Senior middle linebacker Joe Schmidt has quickly earned the reputation as a coach-on-the-field -- an extension of defensive coordinator Brian VanGorder and his chief conduit from headset to huddle. Belying his status as one of the team's top 10 playmakers over the first two weeks is his role as a calming influence -- the sage voice that directs traffic and keeps youthful exuberance in line.

Enter the Elijah Shumate interception touchdown.

"I was running down the sidelines screaming my head off," said Schmidt of Shumate's later called-back Pick Six to conclude a 31-0 win over Michigan. "I just completely discombobulated in the end zone, punching the air. I wasn't sure, did he think we were losing?" Schmidt joked of Shumate's speed. "He was moving so fast. I met him in the end zone, he got mauled, and I took off my helmet and took it all in.

A true junior, Shumate was starting his fifth career game against the Wolverines. It was his easily his best to date. It was the first and second games played, respectively, for fellow defenders/athletes Kolin Hill and Drue Tranquill. The latter has played a key role in both Irish victories this season as a mainstay in the Irish dime package.

Hill made his debut in prime time Saturday amid rave reviews -- well, relatively speaking.

COMPLETE THE FOLLOWING
1 > From the article about Joe Schmidt, copy the text between "A true junior, Shumate" and "well, relatively speaking.", inclusive.
2 > Using the article about Joe Schmidt, mark each statement yes or no and quote the words that settle it: (a) The win over Michigan ended 31-0. (b) Shumate was starting his first career game against Michigan. (c) Tranquill is a regular in the Irish dime package.

SUPPLIED INFORMATION
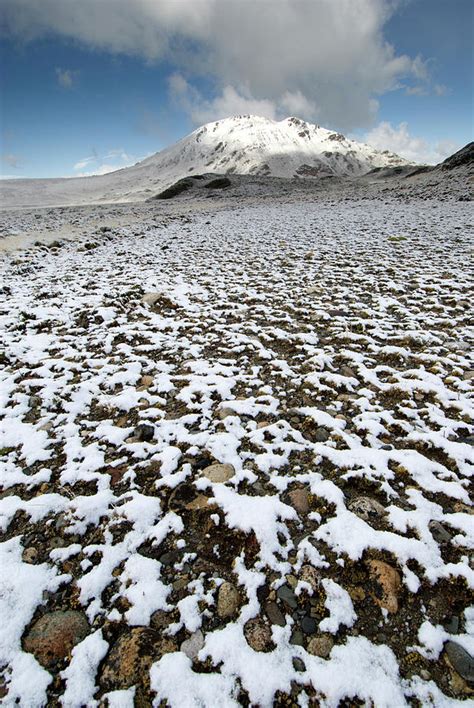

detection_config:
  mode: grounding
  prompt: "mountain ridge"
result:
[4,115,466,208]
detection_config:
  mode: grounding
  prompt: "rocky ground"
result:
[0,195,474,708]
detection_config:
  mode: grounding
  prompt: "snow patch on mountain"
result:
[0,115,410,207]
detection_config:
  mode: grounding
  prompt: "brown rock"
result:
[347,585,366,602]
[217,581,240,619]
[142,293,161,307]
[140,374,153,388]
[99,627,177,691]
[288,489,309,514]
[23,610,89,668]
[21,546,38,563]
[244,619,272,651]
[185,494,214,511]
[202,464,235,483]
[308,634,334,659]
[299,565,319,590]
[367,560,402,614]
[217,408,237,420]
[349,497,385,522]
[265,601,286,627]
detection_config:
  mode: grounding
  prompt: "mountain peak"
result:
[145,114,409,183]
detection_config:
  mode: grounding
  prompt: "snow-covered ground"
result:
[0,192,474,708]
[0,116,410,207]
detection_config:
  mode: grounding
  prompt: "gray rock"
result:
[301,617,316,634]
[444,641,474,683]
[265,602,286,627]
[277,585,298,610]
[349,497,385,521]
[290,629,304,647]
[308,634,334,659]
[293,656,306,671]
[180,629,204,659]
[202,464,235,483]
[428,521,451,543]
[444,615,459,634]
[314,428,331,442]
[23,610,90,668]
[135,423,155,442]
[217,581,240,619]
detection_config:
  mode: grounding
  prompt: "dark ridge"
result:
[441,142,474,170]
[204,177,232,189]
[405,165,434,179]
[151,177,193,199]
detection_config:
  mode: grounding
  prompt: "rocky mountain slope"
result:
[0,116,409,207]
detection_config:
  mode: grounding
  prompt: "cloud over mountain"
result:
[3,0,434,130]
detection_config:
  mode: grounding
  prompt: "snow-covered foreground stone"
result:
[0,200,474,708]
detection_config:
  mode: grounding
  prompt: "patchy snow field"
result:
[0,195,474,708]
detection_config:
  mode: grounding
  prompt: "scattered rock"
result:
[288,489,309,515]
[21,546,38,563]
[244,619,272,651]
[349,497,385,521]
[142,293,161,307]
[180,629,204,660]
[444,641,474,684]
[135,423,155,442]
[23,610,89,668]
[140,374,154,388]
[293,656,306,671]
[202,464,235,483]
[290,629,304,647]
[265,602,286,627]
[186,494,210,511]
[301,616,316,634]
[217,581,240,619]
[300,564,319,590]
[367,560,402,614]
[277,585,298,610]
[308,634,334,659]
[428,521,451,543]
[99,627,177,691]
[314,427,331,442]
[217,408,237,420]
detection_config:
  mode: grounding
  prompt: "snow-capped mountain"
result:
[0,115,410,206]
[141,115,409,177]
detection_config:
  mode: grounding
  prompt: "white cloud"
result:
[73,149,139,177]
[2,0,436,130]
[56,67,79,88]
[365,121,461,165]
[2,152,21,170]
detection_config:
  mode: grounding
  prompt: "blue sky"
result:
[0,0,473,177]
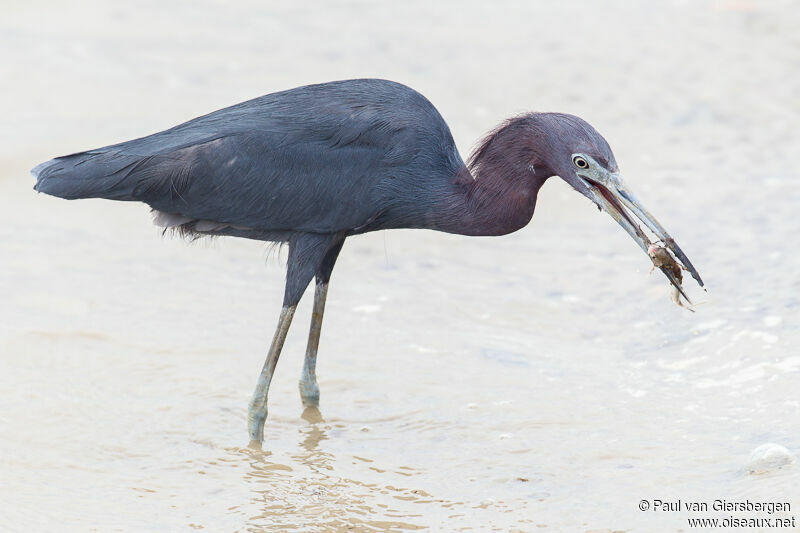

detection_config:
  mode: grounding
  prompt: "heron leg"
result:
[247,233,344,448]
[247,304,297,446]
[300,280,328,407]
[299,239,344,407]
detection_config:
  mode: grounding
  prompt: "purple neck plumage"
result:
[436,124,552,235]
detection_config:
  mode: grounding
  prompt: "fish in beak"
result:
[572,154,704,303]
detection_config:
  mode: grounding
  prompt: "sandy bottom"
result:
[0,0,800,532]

* * *

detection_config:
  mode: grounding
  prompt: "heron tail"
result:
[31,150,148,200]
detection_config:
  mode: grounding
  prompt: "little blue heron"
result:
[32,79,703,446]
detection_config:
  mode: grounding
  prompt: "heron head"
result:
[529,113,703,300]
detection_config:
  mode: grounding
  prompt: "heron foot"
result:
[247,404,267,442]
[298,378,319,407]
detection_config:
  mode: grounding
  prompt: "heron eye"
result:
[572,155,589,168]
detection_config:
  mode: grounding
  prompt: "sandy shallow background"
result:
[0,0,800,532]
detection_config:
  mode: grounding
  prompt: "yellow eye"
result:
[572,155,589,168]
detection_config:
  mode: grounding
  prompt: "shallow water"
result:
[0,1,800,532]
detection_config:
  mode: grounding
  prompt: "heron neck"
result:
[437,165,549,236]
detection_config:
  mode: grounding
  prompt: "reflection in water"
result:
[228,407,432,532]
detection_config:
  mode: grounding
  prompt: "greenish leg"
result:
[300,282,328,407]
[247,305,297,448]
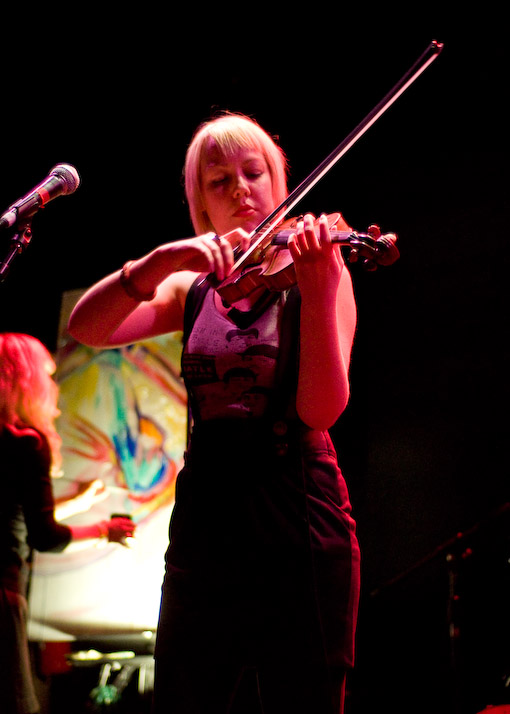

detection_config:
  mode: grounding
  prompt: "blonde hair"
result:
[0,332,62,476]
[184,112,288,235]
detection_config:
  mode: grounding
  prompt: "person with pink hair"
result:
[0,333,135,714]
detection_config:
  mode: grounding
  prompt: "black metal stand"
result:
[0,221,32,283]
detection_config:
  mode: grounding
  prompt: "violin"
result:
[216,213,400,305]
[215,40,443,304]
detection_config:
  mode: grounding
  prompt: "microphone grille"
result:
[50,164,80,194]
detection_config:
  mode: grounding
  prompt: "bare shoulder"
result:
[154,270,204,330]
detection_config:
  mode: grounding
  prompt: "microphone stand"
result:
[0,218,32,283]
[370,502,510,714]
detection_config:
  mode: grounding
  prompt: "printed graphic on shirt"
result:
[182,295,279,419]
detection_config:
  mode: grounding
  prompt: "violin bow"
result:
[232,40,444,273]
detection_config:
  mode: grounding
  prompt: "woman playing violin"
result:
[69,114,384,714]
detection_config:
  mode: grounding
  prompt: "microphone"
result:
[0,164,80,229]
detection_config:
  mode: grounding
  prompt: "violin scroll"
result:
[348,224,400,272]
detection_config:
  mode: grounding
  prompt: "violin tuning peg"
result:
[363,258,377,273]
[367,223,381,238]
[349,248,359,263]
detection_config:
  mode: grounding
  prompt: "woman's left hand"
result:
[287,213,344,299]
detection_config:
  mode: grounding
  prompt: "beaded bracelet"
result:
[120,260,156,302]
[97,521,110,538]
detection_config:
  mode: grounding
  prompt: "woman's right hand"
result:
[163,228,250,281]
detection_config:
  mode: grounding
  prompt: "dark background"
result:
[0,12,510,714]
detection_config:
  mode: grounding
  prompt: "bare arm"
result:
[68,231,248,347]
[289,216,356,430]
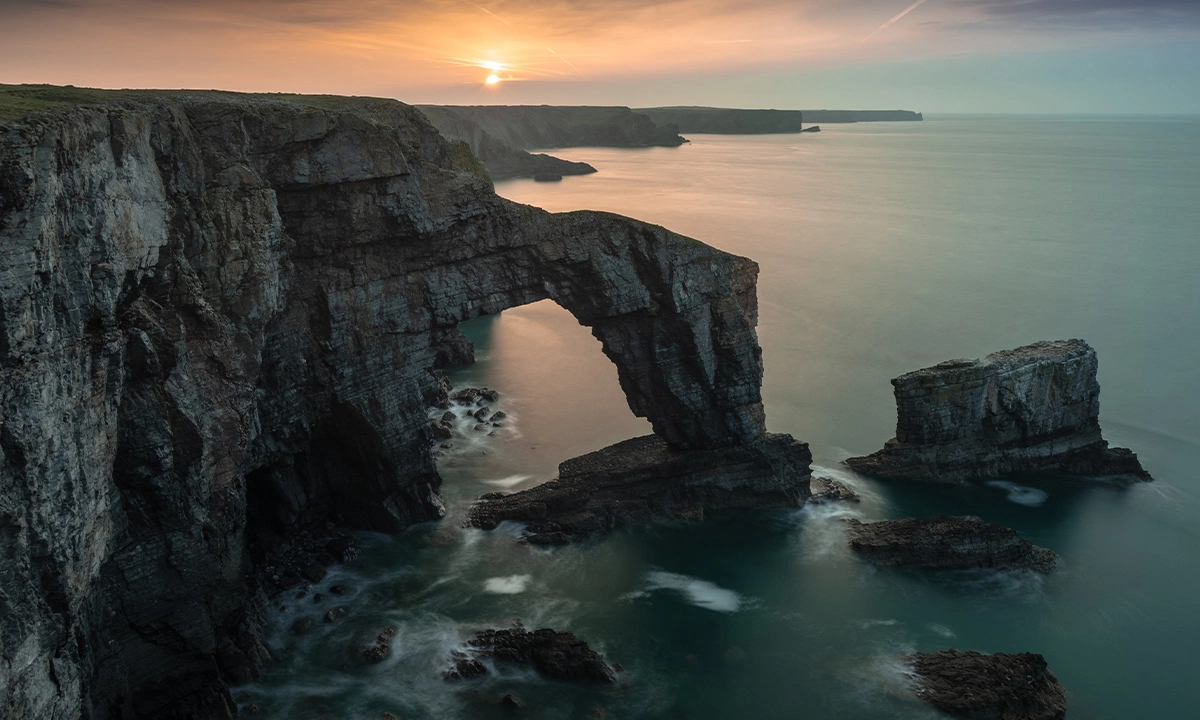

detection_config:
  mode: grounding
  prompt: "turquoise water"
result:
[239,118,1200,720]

RESPONSES IN ORDER
1 >
A true junior, Shumate was starting his fifth career game against the Wolverines. It was his easily his best to date. It was the first and second games played, respectively, for fellow defenders/athletes Kolin Hill and Drue Tranquill. The latter has played a key role in both Irish victories this season as a mainstay in the Irish dime package.

Hill made his debut in prime time Saturday amid rave reviews -- well, relatively speaking.

2 >
(a) Yes: "to conclude a 31-0 win over Michigan"
(b) No: "Shumate was starting his fifth career game against the Wolverines"
(c) Yes: "as a mainstay in the Irish dime package"